## What you have to do:
The response must consist of every record, restated word for word.

## The data:
──────────────────────────────

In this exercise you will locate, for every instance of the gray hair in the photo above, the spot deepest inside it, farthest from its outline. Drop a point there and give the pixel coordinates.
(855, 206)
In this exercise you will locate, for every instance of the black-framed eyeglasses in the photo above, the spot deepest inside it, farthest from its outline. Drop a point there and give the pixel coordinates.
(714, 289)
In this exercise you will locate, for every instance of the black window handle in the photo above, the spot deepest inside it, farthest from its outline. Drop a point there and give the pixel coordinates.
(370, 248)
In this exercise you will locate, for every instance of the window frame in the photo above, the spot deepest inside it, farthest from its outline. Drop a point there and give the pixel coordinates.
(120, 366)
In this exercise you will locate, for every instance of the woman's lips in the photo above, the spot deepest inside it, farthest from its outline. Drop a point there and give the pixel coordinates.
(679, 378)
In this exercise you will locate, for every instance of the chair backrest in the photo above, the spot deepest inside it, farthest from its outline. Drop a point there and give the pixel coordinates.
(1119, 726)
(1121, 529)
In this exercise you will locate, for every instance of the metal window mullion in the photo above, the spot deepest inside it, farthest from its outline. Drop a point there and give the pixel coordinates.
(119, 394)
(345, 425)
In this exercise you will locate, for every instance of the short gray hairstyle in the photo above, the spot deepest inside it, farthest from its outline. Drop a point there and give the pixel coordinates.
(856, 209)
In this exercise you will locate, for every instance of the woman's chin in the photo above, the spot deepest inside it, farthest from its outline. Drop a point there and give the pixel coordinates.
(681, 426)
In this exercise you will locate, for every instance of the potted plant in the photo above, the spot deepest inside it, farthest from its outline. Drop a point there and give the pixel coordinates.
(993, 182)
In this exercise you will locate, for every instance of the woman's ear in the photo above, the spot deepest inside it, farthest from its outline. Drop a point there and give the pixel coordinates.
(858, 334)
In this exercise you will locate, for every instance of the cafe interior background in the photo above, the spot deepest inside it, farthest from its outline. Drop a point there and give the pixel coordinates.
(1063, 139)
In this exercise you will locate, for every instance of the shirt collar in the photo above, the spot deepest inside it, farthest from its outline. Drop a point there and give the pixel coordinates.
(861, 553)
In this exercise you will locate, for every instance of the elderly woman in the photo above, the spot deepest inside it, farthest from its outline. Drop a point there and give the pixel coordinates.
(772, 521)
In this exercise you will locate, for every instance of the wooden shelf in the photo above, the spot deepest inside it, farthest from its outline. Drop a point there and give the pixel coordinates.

──────────────────────────────

## Result for this task:
In this exercise you will locate, for every instance of the gray hair in the photo above, the spot deepest inside it, farthest from its outline. Drop a point there and give the pixel coordinates.
(855, 206)
In this exercise you will locate, for every instance of the black-framed eyeglasses in the photo above, the spot deepest inside it, farthest from its outline. Drop a point there and give the pixel coordinates.
(714, 289)
In this exercise you will locate, for every instance of the black window handle in the photo above, the spot deepest inside it, farthest from its outline. Drop a point there and give the pixel coordinates.
(370, 248)
In this exercise you will locate, for every instance of the window frame in the photo above, the spot deepest inside it, farthest from its outline. Drop a point there and give the pixel coordinates.
(120, 366)
In this exercise you will locate, for every instance of the woman's lips in the photo above, the spot deepest inside it, farthest from its outline. Drop a point there and give the pixel coordinates.
(679, 378)
In this exercise you will locate, for every instance of the chair backrest in the photo above, the spot deepest inside it, farthest from its outline. Drop a point there and give the pixel coordinates.
(1119, 726)
(1121, 529)
In this exercise you will locate, for every instance of the metal window mullion in the photo above, the spot deepest inside it, farthest from its outline. Drop a point there and give the pixel coordinates.
(119, 394)
(345, 425)
In this exercise you will locate, for every instance of the short gray hairstyle in the photo above, the spot deepest inside it, farthest from its outline. Drop a point there and give the pixel coordinates.
(856, 209)
In this exercise you will locate, for every instance of the woman's chin in the photo above, the spot deepest inside it, farthest from its outline. Drop a point there and give the pixel coordinates.
(681, 426)
In this exercise you will locate, for every instance of the potted plant in the photo above, the spot deepest inside it, farthest from its outline. Drop a point there and give the pixel coordinates.
(993, 182)
In this exercise you will locate, for every instance of the woman's ear in the photo above, the spot deepest inside it, farthest from its outline. Drop a point there and give the pixel coordinates.
(858, 334)
In this exercise you will locate, for every instance of the cafe interior background in the photo above, the spot deepest inside it, farthest from its outline. Drop a point there and give the pixel coordinates.
(1063, 139)
In this exercise you will locate, for every instance of the shirt collar in the photo above, the spot deepest inside it, farthest from its outline. Drop a point there and give the pixel coordinates.
(861, 553)
In this exercise you will locate, for every instance of the elderly woman in the photo above, the spot deepest inside it, farthest from its outline. Drop a point there and give the pixel coordinates.
(772, 521)
In this exercise you will locate, for every instance of the wooden shelf in the photo above, the spot deepest inside it, farthest from its outline. Drop a point there and give the pixel coordinates.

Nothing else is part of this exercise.